But the divide between ETB haves and the ETB have-nots - or more accurately, the don't-have-yets - became more obvious in the spring of 1998, when hundreds of Netheads crammed into Webster Hall for the first Silicon Alley Talent Show, a benefit for a web-development fund. The real laughs came when Levy stepped on stage to rap:

Back in the day when new media was new
I could bullshit my employer 'cuz no one had a clue
I was making e-zines on my Mac II
I was totally wired not like the rest of you!
I'm the biggest bitch in Silicon Alley
I'm better than those nerds in Silicon Valley
Bill Gates calls me up when he needs advice
Cuz I'm Jaime Levy and I'm as cold as ice...
Now I'm a CEO running the show
I said: Now I'm a super HO running the show
Now, I'm just waiting for that big IPO

The irony of Levy's rap song wasn't lost on the crowd. When Kanarik offered her a third of the Razorfish partnership in 1995, Levy turned him down. "I just thought Jeff was an idiot," she says, dexterously rolling a Drum cigarette in her high-ceilinged Flatiron loft office. "I was like, 'What do we need this business dude for?' Was I ever wrong." Kanarick all but disappeared for two years to work day and night on Razorfish; but one night in late '97, she met up with him for dinner; afterward, Jeff showed her how to write a proposal for a corporate Website. "It was depressing," says Levy. "Here I was, an early pioneer, and I didn't do the Razorfish thing, and then I didn't do the Web TV thing (when it was just being built way before Microsoft bought it for 1/2 billion). I thought, "Jeez what have I been doing making content and freelancing" (after WORD). "I felt like shit. It took a year of therapy and someone to give me a half a million dollars to start my own company to recover."

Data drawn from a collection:
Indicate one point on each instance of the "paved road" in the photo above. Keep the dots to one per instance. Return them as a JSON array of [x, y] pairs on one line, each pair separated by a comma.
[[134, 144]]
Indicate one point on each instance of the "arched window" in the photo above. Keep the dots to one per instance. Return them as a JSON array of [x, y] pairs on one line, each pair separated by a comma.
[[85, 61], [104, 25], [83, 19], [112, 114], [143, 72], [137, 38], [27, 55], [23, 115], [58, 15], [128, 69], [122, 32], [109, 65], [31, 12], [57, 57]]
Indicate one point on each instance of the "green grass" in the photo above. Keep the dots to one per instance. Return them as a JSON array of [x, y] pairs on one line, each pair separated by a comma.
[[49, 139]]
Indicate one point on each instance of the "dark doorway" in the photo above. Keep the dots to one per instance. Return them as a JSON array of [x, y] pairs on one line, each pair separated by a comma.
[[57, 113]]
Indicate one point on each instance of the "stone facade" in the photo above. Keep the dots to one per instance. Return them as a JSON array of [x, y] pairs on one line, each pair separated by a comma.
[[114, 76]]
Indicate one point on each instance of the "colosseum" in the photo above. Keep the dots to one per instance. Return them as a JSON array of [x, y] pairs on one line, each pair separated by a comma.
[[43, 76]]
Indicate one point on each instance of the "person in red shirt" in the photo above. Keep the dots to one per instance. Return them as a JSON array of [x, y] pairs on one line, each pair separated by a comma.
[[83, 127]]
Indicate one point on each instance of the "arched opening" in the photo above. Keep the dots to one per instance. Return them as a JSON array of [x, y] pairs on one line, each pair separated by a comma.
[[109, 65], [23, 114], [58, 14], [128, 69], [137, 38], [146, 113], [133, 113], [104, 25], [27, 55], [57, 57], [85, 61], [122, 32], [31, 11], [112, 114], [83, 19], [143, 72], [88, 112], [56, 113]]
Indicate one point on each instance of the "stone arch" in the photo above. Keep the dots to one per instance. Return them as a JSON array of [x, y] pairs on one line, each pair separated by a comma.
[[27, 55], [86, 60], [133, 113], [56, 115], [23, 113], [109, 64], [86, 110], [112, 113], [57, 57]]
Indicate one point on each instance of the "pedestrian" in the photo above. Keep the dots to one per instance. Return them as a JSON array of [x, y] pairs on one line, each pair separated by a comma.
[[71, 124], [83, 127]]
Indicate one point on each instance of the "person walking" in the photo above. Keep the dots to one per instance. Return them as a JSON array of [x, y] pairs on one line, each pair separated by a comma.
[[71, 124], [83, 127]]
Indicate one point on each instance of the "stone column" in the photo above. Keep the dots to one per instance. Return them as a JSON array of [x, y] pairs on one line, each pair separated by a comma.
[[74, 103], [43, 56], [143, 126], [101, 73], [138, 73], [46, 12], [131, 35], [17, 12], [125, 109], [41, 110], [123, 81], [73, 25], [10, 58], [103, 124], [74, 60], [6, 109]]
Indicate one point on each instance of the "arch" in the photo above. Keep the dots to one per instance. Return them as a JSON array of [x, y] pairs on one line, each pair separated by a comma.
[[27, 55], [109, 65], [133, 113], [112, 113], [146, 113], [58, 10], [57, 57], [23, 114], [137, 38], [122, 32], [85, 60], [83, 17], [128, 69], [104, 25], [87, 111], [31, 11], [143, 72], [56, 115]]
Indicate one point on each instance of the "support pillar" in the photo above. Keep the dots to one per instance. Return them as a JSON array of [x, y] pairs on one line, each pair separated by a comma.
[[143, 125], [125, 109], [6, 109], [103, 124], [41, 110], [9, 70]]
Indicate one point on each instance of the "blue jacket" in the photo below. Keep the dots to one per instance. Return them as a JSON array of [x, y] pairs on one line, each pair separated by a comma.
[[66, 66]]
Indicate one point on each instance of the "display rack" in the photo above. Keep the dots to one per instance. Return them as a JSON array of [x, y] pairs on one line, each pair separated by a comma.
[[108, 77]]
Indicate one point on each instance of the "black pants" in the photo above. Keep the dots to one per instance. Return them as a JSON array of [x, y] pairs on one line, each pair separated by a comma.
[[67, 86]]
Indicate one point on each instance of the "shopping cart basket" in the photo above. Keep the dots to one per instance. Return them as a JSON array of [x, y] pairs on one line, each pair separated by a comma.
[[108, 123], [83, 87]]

• [Work to complete]
[A] In the passage about Jaime Levy and Silicon Alley, where was the first Silicon Alley Talent Show held?
[B] Carry the passage about Jaime Levy and Silicon Alley forward from its final sentence.

• [Answer section]
[A] At Webster Hall.

[B]
She sighs, stamping out her cigarette in a pewter ashtray. "I still live with two roommates in the East Village, and Craig is a billionaire whose building a penthouse in SoHo, and it's like "Fuck Craig, that beeeaacch!" she says. "But. Aaaaaah! What am I going to do about it now? I didn't want to do the boring shit Craig had to do, like bank Websites. And I will make it. I get it. It's not like I'm some loser from Buttcrack, Ohio, who just showed up. Electronic Hollywood is a self-sufficient Internet animation company and we get to make cartoons and games. I may not be filthy rich, but I'm still staying true to my love of making extreme entertainment."

When losers from Buttcrack, Ohio do show up, their first stop these days is a 'Cocktails with Courtney' gathering. With cash bars, epic business card swapping, and sometimes raffles of MP3 players; these events are a far cry from Levy's loft parties as Bleecker is from Ludlow. "These Courtney events are like cocaine cut so many times it's crap", says a dot-com CEO, gazing hungrily at the kitchen door for more of the free promised pizza squares.

And no one wants to get stuck there. "We're all tired of going to launch parties and getting free oversized t-shirts that I literally give to the homeless or throw out the window," Levy says. "I guess you have to give free booze out at these events to get folks drunk enough to pay attention or not to what the hell you are trying to do."